Available data:
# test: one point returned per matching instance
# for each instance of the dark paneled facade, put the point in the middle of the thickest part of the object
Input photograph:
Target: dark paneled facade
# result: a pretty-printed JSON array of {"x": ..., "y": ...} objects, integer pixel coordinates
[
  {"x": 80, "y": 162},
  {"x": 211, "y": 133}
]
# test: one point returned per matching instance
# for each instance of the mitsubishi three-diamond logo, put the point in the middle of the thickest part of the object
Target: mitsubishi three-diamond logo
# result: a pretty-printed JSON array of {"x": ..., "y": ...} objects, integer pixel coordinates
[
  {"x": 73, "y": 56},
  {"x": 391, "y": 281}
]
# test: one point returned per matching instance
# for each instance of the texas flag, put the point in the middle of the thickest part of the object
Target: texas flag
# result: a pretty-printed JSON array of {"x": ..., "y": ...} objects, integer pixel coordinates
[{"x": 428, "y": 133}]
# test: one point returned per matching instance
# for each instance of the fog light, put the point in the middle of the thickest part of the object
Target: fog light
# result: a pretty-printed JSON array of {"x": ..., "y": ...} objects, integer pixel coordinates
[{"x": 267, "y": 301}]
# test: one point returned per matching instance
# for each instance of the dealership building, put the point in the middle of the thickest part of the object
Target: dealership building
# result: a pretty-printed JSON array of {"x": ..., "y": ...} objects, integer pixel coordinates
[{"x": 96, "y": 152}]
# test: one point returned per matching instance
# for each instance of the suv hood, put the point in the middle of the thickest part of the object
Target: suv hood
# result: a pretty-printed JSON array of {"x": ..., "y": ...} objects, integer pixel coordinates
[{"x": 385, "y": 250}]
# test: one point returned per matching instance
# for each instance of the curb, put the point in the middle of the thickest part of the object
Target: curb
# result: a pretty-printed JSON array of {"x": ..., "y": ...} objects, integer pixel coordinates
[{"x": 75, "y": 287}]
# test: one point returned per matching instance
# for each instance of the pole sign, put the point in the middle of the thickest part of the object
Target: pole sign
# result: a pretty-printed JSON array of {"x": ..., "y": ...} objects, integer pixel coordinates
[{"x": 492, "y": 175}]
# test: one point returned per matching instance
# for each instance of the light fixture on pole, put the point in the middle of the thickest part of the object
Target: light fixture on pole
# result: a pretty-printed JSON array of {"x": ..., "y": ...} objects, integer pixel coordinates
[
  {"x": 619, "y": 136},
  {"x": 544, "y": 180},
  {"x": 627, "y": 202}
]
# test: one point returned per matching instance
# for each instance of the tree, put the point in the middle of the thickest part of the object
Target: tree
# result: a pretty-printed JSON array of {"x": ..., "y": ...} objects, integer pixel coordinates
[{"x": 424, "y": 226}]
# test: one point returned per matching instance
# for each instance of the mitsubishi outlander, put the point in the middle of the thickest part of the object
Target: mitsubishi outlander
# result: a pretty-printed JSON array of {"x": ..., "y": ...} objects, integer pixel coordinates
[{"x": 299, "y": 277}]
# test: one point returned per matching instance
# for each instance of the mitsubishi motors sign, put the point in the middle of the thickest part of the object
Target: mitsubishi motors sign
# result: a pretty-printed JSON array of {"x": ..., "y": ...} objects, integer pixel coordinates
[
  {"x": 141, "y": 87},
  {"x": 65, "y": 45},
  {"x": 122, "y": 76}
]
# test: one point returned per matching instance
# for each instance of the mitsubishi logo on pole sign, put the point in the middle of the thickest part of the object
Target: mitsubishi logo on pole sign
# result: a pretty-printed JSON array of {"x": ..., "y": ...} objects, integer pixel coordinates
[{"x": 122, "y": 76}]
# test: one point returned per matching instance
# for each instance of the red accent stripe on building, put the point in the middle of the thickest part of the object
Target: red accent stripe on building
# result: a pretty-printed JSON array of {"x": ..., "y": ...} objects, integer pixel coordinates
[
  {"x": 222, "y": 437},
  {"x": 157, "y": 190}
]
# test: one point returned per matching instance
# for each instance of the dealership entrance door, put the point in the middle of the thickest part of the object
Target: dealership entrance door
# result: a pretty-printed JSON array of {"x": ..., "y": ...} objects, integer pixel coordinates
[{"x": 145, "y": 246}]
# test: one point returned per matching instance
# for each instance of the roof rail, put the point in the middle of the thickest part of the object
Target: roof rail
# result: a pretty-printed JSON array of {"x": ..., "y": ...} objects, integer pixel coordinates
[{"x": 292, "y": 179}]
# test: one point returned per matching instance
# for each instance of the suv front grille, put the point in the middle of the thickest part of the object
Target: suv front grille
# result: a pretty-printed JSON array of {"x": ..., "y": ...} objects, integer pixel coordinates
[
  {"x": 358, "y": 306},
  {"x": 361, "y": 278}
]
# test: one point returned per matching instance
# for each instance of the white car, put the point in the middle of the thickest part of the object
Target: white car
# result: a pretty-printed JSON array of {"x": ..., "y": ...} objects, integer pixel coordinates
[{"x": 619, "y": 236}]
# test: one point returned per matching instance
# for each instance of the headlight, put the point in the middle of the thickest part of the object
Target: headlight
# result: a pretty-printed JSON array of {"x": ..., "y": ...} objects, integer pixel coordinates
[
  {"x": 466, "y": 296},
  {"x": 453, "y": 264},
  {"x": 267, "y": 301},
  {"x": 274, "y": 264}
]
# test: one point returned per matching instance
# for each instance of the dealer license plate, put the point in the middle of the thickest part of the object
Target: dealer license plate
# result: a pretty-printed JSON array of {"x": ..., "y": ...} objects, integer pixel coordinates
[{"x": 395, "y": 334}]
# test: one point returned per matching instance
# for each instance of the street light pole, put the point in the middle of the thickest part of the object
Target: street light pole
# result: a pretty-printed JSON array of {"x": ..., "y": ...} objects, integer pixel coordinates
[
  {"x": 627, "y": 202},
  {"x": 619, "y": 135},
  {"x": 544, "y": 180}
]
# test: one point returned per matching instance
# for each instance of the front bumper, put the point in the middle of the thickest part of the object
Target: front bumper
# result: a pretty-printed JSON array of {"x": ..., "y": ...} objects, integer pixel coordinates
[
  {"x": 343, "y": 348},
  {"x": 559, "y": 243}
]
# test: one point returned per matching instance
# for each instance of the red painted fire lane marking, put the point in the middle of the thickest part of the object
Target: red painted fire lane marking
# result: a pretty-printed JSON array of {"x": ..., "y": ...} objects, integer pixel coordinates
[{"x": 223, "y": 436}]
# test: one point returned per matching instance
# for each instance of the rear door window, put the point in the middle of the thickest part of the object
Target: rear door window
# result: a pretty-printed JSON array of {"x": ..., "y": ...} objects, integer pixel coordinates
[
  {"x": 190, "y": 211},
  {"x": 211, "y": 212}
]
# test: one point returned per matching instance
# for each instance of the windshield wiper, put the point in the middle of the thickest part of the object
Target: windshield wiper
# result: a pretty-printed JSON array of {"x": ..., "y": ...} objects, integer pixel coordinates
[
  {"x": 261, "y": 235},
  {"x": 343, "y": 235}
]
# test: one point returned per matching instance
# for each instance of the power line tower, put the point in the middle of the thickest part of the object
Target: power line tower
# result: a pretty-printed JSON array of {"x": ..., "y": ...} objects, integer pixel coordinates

What is being asked: Each entry above is to be set down again in exactly the same words.

Task answer:
# test: one point returned per matching instance
# for each instance of the dark paneled facade, put the point in the middle of the thickest part of the object
Input photograph:
Target: dark paneled facade
# result: a pretty-printed JSON array of {"x": ..., "y": ...} objects, integer pixel coordinates
[
  {"x": 80, "y": 162},
  {"x": 211, "y": 133}
]
# test: one point returned per matching instance
# for each instance of the mitsubishi three-diamond logo, put the point in the middle of the thickest part of the object
Target: mitsubishi three-diamond logo
# result: a pretty-printed JSON array of {"x": ..., "y": ...} objects, integer pixel coordinates
[
  {"x": 73, "y": 56},
  {"x": 391, "y": 281}
]
# test: one point returned per matching instance
# for each instance of the texas flag, put the point in the middle of the thickest part of the object
Target: texas flag
# result: a pretty-printed JSON array of {"x": ..., "y": ...} objects, integer pixel coordinates
[{"x": 428, "y": 133}]
# test: one point returned per matching instance
# for each instance of the fog light, put the point in the middle of the thickest part of the object
Target: fog light
# result: a pretty-printed JSON array of {"x": ..., "y": ...} objects, integer pixel coordinates
[{"x": 267, "y": 301}]
# test: one point returned per matching instance
# for each instance of the dealership building, put the point in the middle of the thickest part of the object
Target: dealership building
# result: a pretty-printed JSON array of {"x": ..., "y": ...} objects, integer pixel coordinates
[{"x": 96, "y": 152}]
# test: one point returned per matching instance
# for each instance of the suv hood, put the point in the middle of the thickest part of the object
Target: suv hood
# result: a pretty-printed JSON array of {"x": ..., "y": ...} objects, integer pixel coordinates
[{"x": 385, "y": 250}]
# test: one point returned per matching instance
# for each instance of the curb, put the point in the middle of the thickest part of the object
Target: curb
# result: a pretty-printed JSON array of {"x": ..., "y": ...} objects, integer pixel coordinates
[{"x": 75, "y": 287}]
# test: one point returned per matching instance
# for each instance of the pole sign, put the point in the middle of the thickest part of the object
Target: pole sign
# result: a pretty-printed JSON array of {"x": ..., "y": ...} objects, integer pixel coordinates
[{"x": 492, "y": 175}]
# test: one point returned per matching instance
# for each instance of the light fixture on pole, put the point in the middle of the thickest part of the object
Target: light fixture on pole
# result: a pretty-printed JSON array of {"x": ..., "y": ...} objects, integer pixel coordinates
[
  {"x": 619, "y": 136},
  {"x": 544, "y": 180},
  {"x": 627, "y": 202}
]
# test: one point returned per matching instance
# for each instance of the tree, put the point in the middle of the thickest part of the object
Target: tree
# result: a pretty-printed JSON array of {"x": ..., "y": ...} objects, integer pixel coordinates
[{"x": 424, "y": 226}]
# test: one point returned per matching instance
# for each instance of the mitsubishi outlander, put the point in the middle of the thickest part of the object
Target: mitsubishi outlander
# result: a pretty-printed JSON array of {"x": ..., "y": ...} objects, integer pixel coordinates
[{"x": 299, "y": 277}]
# test: one point returned per matching instance
# for each instance of the mitsubishi motors sign, put the point in the middle of the thickest part of the object
Target: mitsubishi motors sign
# result: a pretty-printed JSON array of {"x": ..., "y": ...} objects, integer pixel coordinates
[
  {"x": 141, "y": 87},
  {"x": 65, "y": 45},
  {"x": 122, "y": 76}
]
# test: one point returned per matching instance
# for each instance of the mitsubishi logo on pole sign, put the point in the middle of the thickest part of the object
Target: mitsubishi logo on pole sign
# result: a pretty-printed JSON array of {"x": ..., "y": ...} objects, integer pixel coordinates
[{"x": 122, "y": 76}]
# test: one point returned per matching instance
# for each instance of the red accent stripe on building, put the point in the middle of the thickest part of the object
Target: red accent stripe on building
# result: a pretty-printed JSON array of {"x": ..., "y": ...} objects, integer pixel coordinates
[
  {"x": 222, "y": 437},
  {"x": 157, "y": 190}
]
# test: one point returned per matching instance
# for each instance of the dealership entrance door, put the point in the middle of the thickest part of the object
Target: dealership entrance door
# result: a pretty-printed JSON array of {"x": ..., "y": ...} objects, integer pixel coordinates
[{"x": 145, "y": 246}]
# test: one point returned per matching instance
# for each instance of the roof rail, put the point in the middle of the thickest part of the object
Target: roof rail
# result: a pretty-printed JSON array of {"x": ..., "y": ...} objects, integer pixel coordinates
[{"x": 292, "y": 179}]
# test: one point returned per matching instance
# for each instance of the suv front grille, put the point in the middle of the thickest part of the object
Target: suv front grille
# result: a pretty-printed JSON array of {"x": ..., "y": ...} objects, integer pixel coordinates
[
  {"x": 358, "y": 306},
  {"x": 361, "y": 278}
]
# test: one point returned per matching instance
# for each instance of the white car, put the point in the middle of the thickest part of the object
Target: white car
# result: a pretty-printed JSON array of {"x": ..., "y": ...} objects, integer pixel coordinates
[{"x": 619, "y": 236}]
# test: one point returned per matching instance
# for each instance of the headlight, put the point in the middle of the thickest part of the object
Target: headlight
# result: a pretty-printed JSON array of {"x": ..., "y": ...} objects, integer pixel coordinates
[
  {"x": 466, "y": 296},
  {"x": 453, "y": 264},
  {"x": 267, "y": 301},
  {"x": 274, "y": 264}
]
# test: one point returned per matching instance
# for each instance of the dealer license plate, put the point in the middle of the thickest part of the object
Target: dealer license plate
# result: a pretty-printed JSON array of {"x": ..., "y": ...} objects, integer pixel coordinates
[{"x": 395, "y": 334}]
# test: one point returned per matching instance
# for each instance of the street light pole, put the point in the middle of the thickest part of the object
Target: street light pole
# result: a pretty-printed JSON array of {"x": ..., "y": ...} objects, integer pixel coordinates
[
  {"x": 627, "y": 202},
  {"x": 619, "y": 135},
  {"x": 544, "y": 180}
]
# test: one point returned per matching instance
# for each instance of the front bumper, put the point in the middle of the thickest part of the object
Target: front bumper
# result: a pretty-printed JSON array of {"x": ..., "y": ...} objects, integer pixel coordinates
[
  {"x": 343, "y": 348},
  {"x": 559, "y": 243}
]
# test: one point returned per matching instance
# for each instance of the red painted fire lane marking, put the point in the middle of the thickest part of the object
Target: red painted fire lane marking
# result: a pretty-printed JSON array of {"x": ..., "y": ...} objects, integer pixel coordinates
[{"x": 223, "y": 436}]
# test: one point returned per matching instance
# for each instance of the rear door window, put the point in the middle of the thickest part of the object
Target: rear door window
# result: a pretty-printed JSON array of {"x": ..., "y": ...} objects, integer pixel coordinates
[
  {"x": 190, "y": 211},
  {"x": 211, "y": 212}
]
# test: one point returned per matching instance
# for each instance of the windshield wiper, put the point in the middle of the thickest part of the object
Target: windshield wiper
# result: a pretty-printed JSON array of {"x": ..., "y": ...} objects, integer pixel coordinates
[
  {"x": 261, "y": 235},
  {"x": 343, "y": 235}
]
# test: one point returned per matching instance
# for each instance of the power line tower, put the point in the middle of the thickest part of the object
Target: power line tower
# result: a pretty-printed JSON array of {"x": ..., "y": ...} objects, integer pixel coordinates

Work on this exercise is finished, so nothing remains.